What you have to do -
Repeat only the lines below from the one containing "# locate the yellow tractor: one" through the one containing "# locate the gravel", inclusive, exactly as written.

########################################

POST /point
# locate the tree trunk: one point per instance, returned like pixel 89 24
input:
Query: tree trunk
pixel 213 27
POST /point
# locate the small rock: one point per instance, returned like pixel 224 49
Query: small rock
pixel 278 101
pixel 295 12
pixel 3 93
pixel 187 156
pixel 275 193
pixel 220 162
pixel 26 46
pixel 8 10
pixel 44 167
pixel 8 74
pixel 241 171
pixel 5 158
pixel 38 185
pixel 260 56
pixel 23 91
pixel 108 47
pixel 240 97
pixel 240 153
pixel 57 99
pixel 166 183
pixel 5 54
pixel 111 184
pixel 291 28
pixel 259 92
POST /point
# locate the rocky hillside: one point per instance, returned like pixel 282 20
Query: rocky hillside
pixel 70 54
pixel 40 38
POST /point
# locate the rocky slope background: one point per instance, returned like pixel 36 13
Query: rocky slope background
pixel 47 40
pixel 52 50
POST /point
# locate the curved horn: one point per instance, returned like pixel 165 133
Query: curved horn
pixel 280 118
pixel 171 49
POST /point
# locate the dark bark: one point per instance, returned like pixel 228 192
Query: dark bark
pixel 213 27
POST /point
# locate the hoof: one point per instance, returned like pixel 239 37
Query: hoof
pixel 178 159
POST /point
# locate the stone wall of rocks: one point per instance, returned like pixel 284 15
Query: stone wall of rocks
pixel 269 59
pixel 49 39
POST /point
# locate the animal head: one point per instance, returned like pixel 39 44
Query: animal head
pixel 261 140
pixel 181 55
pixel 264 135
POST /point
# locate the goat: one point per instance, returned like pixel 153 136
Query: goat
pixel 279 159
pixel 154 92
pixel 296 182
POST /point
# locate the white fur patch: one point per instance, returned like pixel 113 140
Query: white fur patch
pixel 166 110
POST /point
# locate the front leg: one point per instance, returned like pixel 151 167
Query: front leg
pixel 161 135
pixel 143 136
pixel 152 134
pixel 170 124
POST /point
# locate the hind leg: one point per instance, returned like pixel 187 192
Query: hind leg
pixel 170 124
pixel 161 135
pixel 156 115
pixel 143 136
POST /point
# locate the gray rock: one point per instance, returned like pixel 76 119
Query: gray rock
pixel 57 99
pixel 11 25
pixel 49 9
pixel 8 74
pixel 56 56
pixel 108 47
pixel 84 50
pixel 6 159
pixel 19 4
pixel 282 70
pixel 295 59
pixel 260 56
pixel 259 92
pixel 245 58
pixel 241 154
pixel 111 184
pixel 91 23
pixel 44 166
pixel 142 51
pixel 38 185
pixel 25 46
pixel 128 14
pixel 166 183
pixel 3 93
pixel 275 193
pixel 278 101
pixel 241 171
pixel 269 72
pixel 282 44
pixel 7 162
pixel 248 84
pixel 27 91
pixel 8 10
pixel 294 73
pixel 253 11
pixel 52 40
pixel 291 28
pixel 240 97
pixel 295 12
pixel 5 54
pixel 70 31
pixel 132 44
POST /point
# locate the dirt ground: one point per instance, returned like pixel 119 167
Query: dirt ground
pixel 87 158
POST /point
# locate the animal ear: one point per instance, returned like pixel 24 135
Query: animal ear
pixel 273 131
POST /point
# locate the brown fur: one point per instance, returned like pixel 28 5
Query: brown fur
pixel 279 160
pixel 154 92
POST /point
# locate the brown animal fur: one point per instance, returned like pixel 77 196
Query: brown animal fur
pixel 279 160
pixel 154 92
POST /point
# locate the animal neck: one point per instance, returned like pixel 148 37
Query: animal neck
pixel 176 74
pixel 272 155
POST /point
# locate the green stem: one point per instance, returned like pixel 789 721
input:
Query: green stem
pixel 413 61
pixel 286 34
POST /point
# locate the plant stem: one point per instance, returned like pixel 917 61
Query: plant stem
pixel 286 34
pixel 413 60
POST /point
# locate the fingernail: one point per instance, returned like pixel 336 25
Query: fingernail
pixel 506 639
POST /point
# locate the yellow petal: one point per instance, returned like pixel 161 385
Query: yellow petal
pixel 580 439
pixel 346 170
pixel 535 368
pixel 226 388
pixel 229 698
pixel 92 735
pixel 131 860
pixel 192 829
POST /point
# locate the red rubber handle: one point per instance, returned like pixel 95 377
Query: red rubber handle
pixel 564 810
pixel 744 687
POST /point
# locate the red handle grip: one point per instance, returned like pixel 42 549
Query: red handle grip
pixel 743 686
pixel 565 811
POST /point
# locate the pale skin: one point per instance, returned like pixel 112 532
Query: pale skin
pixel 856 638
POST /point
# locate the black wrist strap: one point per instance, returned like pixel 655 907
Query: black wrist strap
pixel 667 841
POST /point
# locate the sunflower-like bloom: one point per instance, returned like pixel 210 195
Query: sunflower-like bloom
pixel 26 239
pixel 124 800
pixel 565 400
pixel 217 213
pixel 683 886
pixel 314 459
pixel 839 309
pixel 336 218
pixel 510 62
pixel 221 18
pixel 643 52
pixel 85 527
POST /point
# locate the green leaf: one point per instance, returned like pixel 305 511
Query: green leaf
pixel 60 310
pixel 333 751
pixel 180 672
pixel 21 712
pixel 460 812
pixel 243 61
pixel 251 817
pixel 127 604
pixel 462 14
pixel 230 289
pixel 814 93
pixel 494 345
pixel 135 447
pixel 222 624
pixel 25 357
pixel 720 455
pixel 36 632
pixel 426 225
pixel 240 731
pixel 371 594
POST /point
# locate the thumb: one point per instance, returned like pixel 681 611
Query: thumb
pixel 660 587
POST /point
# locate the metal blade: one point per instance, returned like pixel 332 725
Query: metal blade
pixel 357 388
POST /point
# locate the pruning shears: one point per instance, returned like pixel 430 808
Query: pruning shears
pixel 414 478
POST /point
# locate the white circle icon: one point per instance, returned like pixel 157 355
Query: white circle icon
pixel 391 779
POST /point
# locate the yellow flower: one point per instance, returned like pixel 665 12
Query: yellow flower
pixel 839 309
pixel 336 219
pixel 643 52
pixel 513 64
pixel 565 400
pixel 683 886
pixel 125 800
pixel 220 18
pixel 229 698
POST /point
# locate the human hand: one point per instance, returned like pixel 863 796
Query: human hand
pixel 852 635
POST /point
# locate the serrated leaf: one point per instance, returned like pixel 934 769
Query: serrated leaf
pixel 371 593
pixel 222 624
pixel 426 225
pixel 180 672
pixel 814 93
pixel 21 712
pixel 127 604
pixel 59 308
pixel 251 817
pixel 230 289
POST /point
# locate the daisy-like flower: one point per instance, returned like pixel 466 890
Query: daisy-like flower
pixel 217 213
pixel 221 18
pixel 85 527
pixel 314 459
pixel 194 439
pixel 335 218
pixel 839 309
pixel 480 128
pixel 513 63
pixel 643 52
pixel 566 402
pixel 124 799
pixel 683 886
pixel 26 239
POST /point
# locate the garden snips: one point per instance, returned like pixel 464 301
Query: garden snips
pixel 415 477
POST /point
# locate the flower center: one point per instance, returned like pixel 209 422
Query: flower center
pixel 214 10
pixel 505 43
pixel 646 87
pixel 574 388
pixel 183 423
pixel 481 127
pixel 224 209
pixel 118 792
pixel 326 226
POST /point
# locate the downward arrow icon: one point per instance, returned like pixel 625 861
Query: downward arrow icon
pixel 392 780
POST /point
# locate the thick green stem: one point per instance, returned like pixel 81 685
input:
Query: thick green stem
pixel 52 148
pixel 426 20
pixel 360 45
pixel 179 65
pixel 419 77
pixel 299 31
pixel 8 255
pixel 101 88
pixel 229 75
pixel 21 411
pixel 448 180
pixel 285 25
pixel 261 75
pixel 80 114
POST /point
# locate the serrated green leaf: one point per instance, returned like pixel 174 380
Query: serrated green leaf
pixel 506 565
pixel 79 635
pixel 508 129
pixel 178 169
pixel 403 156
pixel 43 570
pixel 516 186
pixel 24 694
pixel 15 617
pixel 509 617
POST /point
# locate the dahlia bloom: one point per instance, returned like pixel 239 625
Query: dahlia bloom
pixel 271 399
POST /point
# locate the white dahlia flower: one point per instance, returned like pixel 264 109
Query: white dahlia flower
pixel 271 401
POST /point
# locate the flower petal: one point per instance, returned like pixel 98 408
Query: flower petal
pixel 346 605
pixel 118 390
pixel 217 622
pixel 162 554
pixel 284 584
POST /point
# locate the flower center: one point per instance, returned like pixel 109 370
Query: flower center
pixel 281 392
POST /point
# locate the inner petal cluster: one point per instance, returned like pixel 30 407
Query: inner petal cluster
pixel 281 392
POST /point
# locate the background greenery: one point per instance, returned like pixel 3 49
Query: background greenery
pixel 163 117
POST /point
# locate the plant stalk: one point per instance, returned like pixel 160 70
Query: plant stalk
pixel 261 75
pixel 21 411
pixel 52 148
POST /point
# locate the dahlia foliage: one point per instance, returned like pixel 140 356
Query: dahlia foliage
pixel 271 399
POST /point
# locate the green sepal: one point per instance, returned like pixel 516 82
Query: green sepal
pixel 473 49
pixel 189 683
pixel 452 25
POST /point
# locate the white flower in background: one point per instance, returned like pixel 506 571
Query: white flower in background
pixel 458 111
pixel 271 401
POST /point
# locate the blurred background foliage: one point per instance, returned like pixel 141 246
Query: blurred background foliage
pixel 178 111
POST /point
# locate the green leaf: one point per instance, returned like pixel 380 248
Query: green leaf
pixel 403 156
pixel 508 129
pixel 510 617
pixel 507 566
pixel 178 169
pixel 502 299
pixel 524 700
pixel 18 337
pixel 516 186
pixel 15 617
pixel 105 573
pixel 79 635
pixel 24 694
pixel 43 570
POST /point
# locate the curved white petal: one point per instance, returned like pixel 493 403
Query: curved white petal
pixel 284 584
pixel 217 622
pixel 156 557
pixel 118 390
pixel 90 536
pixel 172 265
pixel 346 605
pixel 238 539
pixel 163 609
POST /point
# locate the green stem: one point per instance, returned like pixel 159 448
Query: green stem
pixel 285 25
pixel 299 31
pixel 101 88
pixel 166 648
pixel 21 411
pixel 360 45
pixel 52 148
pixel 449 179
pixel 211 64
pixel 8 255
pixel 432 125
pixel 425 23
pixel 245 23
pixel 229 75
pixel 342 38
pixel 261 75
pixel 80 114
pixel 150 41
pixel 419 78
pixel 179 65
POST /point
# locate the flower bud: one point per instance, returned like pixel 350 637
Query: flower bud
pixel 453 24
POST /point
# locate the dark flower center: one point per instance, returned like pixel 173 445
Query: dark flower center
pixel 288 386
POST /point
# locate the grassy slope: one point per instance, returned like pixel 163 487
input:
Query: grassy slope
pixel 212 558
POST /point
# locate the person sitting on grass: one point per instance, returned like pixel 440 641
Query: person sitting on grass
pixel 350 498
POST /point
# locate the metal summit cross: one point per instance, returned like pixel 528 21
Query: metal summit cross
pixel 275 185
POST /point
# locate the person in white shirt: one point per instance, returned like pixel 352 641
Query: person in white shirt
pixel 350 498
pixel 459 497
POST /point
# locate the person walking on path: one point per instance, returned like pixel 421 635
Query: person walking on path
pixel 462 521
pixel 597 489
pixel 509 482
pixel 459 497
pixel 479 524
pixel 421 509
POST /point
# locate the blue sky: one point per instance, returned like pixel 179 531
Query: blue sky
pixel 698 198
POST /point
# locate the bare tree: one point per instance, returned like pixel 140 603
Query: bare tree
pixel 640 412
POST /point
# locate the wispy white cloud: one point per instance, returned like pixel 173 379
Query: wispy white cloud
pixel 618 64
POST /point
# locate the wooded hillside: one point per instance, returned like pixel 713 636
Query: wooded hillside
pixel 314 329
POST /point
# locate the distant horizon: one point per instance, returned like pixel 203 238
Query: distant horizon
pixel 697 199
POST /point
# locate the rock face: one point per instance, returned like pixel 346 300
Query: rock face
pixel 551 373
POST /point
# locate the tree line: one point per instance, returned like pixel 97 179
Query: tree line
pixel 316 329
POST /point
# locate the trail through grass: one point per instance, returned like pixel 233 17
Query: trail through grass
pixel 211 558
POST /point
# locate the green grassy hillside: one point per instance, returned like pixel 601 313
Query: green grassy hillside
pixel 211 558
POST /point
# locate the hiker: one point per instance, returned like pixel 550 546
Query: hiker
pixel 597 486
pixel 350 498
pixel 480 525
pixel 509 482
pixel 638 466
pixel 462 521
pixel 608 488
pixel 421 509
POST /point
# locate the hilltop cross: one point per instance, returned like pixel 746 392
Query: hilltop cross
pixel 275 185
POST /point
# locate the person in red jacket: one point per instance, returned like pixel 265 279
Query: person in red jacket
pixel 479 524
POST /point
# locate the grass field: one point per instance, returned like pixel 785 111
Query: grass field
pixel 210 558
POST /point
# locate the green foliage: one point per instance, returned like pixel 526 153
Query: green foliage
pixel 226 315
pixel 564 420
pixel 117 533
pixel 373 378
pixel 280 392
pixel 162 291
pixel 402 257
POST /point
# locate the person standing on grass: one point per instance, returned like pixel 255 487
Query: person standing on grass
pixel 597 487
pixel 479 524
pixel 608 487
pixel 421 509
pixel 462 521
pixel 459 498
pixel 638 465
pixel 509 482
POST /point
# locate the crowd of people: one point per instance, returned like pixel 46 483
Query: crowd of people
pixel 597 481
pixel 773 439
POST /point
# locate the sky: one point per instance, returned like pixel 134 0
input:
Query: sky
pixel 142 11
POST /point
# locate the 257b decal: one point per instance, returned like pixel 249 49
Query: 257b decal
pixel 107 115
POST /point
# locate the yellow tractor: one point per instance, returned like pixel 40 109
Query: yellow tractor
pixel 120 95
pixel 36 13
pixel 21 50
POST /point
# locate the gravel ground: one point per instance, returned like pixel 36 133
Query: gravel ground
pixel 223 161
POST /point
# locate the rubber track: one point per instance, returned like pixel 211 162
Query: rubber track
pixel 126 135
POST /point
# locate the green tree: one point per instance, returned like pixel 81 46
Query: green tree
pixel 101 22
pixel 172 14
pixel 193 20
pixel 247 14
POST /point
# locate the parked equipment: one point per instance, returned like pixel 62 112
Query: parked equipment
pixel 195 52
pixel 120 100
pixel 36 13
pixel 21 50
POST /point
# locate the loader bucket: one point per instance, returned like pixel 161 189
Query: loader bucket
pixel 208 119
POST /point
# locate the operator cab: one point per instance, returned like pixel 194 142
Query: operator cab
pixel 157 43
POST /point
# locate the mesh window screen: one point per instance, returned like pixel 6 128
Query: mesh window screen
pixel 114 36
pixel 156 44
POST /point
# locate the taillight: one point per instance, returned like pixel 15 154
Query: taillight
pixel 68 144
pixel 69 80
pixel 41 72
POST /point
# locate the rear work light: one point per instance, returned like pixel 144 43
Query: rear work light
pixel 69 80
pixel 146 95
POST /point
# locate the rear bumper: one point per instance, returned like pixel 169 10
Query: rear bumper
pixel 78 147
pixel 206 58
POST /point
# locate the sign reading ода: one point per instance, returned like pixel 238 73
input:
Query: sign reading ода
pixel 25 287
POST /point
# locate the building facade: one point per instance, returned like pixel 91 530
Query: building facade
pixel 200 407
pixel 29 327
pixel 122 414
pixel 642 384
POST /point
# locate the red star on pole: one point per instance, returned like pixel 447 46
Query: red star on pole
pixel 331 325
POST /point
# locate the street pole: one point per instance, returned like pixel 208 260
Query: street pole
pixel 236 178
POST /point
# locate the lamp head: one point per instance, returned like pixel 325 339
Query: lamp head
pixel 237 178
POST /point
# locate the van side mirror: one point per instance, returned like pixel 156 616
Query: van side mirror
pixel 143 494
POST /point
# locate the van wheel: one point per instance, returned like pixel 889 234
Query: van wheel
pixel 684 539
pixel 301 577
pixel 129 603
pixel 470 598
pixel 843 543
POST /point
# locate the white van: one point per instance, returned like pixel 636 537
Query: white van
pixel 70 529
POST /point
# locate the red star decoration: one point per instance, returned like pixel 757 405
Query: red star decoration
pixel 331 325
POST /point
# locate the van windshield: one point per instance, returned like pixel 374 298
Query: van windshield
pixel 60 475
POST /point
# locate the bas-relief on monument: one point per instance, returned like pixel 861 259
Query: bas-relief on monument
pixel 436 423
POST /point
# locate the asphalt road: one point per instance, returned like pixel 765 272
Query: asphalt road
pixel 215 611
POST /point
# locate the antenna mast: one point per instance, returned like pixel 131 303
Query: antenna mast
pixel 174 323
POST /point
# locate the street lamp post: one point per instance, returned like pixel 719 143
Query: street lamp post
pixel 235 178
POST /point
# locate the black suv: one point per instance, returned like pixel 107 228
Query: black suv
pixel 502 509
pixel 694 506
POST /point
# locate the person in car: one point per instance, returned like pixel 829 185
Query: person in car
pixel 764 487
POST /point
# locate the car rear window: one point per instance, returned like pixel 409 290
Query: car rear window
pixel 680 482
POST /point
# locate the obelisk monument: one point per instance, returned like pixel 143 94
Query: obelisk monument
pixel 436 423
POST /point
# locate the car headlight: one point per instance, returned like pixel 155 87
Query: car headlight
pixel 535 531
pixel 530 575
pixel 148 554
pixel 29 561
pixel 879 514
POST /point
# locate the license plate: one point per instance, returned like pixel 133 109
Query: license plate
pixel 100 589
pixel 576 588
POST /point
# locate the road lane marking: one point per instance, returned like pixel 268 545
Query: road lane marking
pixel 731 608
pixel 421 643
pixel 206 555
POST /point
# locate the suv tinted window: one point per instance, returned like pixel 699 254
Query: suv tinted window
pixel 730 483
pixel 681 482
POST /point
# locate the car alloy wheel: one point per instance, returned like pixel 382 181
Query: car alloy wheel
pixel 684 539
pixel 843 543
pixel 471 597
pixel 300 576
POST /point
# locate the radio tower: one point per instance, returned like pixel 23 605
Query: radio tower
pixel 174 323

########################################

Answer box -
# locate the yellow tractor: one point per instance, returned like pixel 40 109
Query: yellow tractor
pixel 120 95
pixel 36 13
pixel 21 50
POST /point
# locate the gravel ground: one point per instance, returned like pixel 36 133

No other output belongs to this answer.